[START INPUT DATA]
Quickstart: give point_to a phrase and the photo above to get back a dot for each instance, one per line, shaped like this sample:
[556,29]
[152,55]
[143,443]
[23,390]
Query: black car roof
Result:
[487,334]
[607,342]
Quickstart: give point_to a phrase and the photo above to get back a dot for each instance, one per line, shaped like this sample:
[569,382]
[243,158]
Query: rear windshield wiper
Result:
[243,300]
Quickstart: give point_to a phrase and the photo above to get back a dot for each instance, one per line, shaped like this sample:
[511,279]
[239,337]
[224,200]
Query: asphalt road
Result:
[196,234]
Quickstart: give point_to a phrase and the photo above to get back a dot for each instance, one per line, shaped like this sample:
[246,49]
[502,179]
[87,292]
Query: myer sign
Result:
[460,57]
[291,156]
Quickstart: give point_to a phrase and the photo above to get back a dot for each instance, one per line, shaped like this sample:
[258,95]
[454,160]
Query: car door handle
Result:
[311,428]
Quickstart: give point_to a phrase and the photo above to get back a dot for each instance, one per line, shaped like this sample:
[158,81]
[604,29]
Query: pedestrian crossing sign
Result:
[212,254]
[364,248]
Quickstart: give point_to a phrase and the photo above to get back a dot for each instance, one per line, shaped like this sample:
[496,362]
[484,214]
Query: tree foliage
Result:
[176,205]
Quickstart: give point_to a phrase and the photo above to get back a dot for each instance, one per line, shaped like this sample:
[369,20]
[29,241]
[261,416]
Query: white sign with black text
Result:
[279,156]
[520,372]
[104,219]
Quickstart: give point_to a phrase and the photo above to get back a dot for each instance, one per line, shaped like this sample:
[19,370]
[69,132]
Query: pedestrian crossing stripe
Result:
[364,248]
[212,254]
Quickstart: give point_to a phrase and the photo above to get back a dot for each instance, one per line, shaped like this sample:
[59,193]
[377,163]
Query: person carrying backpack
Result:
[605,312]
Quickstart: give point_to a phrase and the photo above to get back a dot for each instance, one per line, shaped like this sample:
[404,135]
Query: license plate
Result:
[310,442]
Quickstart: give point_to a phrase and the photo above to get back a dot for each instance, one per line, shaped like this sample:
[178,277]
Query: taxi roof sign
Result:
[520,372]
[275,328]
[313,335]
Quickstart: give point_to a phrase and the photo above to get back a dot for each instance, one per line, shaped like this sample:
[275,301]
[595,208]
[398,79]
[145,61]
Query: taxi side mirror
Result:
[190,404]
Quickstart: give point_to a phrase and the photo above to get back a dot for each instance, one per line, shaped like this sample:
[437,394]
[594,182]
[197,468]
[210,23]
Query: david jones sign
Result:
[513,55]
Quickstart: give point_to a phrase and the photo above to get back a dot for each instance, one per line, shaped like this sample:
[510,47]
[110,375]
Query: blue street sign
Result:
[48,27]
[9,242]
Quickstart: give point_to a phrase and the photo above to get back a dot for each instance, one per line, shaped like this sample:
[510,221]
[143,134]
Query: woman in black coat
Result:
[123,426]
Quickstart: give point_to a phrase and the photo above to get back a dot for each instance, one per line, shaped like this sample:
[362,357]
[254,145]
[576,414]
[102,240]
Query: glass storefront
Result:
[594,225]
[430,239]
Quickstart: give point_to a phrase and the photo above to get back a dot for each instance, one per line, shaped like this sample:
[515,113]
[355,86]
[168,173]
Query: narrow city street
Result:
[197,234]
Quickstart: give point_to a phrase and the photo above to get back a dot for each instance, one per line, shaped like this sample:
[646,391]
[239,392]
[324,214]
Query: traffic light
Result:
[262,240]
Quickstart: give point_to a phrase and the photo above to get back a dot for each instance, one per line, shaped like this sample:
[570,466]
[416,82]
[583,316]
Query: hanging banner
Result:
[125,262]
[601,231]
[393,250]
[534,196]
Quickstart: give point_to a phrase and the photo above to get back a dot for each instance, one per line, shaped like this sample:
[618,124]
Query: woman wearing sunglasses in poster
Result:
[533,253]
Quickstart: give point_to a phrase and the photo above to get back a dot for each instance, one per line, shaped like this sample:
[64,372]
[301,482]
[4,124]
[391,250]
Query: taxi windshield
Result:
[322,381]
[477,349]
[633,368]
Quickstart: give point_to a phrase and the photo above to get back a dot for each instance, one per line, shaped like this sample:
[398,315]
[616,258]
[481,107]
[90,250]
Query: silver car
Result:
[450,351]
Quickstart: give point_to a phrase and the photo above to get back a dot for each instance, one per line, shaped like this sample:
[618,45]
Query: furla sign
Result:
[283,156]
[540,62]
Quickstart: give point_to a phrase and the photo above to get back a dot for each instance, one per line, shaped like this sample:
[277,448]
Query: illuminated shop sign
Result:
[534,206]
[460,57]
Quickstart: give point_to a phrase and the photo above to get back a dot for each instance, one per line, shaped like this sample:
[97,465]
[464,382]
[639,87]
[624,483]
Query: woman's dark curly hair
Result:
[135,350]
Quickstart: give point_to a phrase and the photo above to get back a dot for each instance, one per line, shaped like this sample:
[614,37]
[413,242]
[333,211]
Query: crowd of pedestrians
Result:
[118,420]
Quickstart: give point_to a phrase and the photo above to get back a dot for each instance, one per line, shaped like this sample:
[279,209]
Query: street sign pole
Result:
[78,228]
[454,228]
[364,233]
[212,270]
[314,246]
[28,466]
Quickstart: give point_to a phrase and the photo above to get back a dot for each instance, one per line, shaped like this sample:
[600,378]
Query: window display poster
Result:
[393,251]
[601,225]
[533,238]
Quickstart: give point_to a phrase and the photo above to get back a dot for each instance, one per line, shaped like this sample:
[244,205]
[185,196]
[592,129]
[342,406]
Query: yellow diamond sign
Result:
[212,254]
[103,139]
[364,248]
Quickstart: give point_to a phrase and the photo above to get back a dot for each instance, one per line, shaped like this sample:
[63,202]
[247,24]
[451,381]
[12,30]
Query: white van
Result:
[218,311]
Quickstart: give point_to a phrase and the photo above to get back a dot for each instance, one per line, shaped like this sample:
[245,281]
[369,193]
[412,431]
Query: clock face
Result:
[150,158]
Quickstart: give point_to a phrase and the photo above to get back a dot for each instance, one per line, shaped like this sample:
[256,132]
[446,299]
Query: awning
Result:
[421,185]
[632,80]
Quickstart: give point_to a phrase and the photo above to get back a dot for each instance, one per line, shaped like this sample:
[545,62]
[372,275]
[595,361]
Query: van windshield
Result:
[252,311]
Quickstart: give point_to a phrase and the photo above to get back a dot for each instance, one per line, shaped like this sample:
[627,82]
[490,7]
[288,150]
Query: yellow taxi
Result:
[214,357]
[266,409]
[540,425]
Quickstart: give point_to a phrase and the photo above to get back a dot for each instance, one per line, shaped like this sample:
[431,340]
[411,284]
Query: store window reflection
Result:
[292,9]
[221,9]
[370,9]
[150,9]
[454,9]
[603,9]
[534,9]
[END INPUT DATA]
EXERCISE AIM:
Pick out every line in the records that contains the word "window". Matches are case-sensitive.

SOLUTION BELOW:
Query: window display poster
Query: store window reflection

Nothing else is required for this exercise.